### Directive
Copy the stretch from the start of the records through the line containing "68L14 67L8 83L11", swapping "high-resolution" for "full-resolution" and leaving everything else as it is.

(Stored data)
=== Begin Enclosure ===

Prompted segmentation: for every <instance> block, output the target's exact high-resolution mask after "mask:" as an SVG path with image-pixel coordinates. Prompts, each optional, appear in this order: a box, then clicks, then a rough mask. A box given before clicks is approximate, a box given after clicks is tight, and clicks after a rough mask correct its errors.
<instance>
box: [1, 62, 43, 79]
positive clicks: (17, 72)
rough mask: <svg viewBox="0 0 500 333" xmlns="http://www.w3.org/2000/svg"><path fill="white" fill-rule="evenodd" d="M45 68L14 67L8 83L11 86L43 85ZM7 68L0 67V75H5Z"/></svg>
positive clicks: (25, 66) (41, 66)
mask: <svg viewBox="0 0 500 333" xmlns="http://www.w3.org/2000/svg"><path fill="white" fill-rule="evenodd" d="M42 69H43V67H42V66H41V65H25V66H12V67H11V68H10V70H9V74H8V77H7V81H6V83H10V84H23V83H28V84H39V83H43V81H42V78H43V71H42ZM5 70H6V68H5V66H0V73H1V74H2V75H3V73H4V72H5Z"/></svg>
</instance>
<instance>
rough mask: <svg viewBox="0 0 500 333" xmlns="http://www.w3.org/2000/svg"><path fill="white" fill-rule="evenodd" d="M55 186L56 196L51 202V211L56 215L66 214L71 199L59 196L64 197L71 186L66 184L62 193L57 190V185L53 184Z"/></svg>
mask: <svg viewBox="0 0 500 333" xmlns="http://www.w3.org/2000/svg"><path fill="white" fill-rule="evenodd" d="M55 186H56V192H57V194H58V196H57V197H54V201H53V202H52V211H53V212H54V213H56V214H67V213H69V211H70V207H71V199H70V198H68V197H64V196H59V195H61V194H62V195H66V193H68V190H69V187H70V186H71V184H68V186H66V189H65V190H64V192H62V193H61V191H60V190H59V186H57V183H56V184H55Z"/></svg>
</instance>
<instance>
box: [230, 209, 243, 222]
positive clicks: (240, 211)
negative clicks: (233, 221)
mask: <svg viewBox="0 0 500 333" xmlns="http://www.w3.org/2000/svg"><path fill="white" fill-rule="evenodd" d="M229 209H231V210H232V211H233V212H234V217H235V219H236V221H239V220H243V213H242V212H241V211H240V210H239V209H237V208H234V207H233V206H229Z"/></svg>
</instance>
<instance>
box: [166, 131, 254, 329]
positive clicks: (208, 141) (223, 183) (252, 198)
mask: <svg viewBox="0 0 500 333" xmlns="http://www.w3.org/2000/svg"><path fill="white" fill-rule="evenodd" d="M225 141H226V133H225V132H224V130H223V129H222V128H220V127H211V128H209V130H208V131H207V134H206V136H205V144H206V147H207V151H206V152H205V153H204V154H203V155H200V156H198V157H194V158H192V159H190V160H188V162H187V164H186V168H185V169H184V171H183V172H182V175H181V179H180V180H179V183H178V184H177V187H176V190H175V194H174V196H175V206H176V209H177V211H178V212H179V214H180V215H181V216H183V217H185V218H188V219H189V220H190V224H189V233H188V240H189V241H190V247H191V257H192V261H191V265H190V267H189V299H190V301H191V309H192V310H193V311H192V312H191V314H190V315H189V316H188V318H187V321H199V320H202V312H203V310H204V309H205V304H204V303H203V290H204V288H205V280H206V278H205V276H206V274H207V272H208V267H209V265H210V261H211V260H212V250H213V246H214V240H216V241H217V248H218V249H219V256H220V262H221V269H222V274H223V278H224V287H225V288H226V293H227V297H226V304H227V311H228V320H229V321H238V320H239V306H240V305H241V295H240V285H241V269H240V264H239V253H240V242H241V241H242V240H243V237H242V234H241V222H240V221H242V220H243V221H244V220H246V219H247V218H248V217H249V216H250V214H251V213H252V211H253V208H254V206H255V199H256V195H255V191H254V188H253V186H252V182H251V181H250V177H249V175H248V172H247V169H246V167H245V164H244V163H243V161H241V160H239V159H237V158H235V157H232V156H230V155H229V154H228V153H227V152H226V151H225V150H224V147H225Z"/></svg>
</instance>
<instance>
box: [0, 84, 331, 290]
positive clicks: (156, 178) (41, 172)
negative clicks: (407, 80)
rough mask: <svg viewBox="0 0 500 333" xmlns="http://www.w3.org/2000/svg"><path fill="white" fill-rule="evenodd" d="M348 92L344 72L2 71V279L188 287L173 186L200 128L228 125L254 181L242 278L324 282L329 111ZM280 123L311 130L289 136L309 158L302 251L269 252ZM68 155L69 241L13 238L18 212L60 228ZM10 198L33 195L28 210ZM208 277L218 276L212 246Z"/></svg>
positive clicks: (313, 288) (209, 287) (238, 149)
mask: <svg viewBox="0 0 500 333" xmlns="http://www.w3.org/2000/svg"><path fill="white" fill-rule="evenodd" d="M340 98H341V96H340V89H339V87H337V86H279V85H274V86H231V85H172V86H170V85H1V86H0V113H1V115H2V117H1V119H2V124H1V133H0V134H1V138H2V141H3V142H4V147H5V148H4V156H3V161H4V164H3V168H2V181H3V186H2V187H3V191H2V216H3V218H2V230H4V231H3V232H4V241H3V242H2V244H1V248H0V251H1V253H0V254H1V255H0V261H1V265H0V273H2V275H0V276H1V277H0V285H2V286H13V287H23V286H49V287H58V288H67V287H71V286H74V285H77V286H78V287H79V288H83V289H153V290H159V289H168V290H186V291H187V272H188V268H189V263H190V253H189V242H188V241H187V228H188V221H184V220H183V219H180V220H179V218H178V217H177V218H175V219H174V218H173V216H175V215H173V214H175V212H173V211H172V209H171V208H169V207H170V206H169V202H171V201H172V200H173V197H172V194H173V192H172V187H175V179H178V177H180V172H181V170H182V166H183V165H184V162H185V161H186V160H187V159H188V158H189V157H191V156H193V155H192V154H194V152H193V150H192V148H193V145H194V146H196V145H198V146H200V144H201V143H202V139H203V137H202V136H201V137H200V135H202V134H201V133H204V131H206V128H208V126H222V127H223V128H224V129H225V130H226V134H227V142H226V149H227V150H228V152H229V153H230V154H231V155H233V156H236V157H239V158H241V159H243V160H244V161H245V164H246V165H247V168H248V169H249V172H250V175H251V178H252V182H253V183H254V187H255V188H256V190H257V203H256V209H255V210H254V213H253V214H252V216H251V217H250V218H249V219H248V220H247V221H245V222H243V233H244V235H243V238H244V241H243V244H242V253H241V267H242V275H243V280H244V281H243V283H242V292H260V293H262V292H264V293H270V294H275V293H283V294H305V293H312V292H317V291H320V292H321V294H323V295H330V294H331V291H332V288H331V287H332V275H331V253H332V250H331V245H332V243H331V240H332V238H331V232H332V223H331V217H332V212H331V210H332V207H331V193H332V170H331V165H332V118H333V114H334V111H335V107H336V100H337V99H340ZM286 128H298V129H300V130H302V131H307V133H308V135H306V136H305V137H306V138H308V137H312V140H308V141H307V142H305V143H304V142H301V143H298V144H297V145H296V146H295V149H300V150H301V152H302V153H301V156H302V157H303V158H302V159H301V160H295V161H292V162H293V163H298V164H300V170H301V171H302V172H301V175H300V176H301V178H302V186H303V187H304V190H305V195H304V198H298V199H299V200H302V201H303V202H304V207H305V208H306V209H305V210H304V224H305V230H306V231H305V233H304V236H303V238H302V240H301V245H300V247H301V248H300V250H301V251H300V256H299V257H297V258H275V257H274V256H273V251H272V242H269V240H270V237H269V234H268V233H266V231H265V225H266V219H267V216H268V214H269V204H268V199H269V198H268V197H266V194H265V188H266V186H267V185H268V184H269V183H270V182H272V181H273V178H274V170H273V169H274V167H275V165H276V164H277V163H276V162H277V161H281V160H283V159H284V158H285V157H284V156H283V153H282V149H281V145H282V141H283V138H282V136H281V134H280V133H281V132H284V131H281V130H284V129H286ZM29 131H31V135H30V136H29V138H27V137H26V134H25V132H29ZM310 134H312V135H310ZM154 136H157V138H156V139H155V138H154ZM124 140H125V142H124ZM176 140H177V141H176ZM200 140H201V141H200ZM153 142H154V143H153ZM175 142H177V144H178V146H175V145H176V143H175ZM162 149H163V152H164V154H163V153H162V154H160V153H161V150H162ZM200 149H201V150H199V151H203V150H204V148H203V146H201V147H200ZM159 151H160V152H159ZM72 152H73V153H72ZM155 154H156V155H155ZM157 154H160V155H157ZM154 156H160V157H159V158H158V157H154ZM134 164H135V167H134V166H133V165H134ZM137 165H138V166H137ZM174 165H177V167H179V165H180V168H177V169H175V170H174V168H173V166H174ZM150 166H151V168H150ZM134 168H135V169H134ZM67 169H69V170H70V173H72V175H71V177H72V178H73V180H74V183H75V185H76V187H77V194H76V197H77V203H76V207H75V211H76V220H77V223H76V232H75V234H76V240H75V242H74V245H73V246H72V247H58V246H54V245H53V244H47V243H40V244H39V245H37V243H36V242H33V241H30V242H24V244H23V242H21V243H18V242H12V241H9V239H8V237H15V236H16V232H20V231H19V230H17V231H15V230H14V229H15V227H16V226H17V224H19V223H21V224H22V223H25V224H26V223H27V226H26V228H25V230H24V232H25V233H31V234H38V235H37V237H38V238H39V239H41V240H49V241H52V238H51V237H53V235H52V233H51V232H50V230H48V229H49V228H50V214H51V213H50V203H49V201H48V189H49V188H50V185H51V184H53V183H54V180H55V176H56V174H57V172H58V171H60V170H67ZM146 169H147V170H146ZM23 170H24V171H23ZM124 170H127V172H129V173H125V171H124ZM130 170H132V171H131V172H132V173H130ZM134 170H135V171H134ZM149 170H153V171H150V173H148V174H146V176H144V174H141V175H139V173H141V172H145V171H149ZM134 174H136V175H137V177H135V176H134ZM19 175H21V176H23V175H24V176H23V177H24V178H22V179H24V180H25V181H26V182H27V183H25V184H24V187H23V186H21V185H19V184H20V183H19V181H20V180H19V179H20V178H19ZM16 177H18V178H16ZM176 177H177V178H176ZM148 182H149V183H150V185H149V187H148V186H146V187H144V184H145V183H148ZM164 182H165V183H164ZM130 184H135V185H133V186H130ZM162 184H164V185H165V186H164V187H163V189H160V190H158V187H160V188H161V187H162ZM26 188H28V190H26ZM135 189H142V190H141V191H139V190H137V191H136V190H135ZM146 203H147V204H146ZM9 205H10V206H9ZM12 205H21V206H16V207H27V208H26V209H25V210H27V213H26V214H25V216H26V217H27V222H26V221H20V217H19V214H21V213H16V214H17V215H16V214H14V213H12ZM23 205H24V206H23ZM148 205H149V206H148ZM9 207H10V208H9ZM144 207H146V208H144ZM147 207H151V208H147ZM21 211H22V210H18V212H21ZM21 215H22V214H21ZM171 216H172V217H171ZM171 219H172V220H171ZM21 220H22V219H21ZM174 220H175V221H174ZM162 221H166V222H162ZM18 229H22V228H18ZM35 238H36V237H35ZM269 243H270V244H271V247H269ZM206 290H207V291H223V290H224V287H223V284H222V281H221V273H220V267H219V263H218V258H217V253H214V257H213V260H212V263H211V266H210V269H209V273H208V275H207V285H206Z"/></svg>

=== End Enclosure ===

### Answer
Prompted segmentation: for every <instance> block, output the target's exact full-resolution mask after "mask:" as an SVG path with image-pixel coordinates. Prompts, each optional, appear in this order: a box, then clicks, then a rough mask. A box given before clicks is approximate, a box given after clicks is tight, and clicks after a rough mask correct its errors.
<instance>
box: [1, 62, 43, 79]
positive clicks: (17, 72)
rough mask: <svg viewBox="0 0 500 333" xmlns="http://www.w3.org/2000/svg"><path fill="white" fill-rule="evenodd" d="M45 68L14 67L8 83L11 86L43 85ZM7 68L0 67V75H5Z"/></svg>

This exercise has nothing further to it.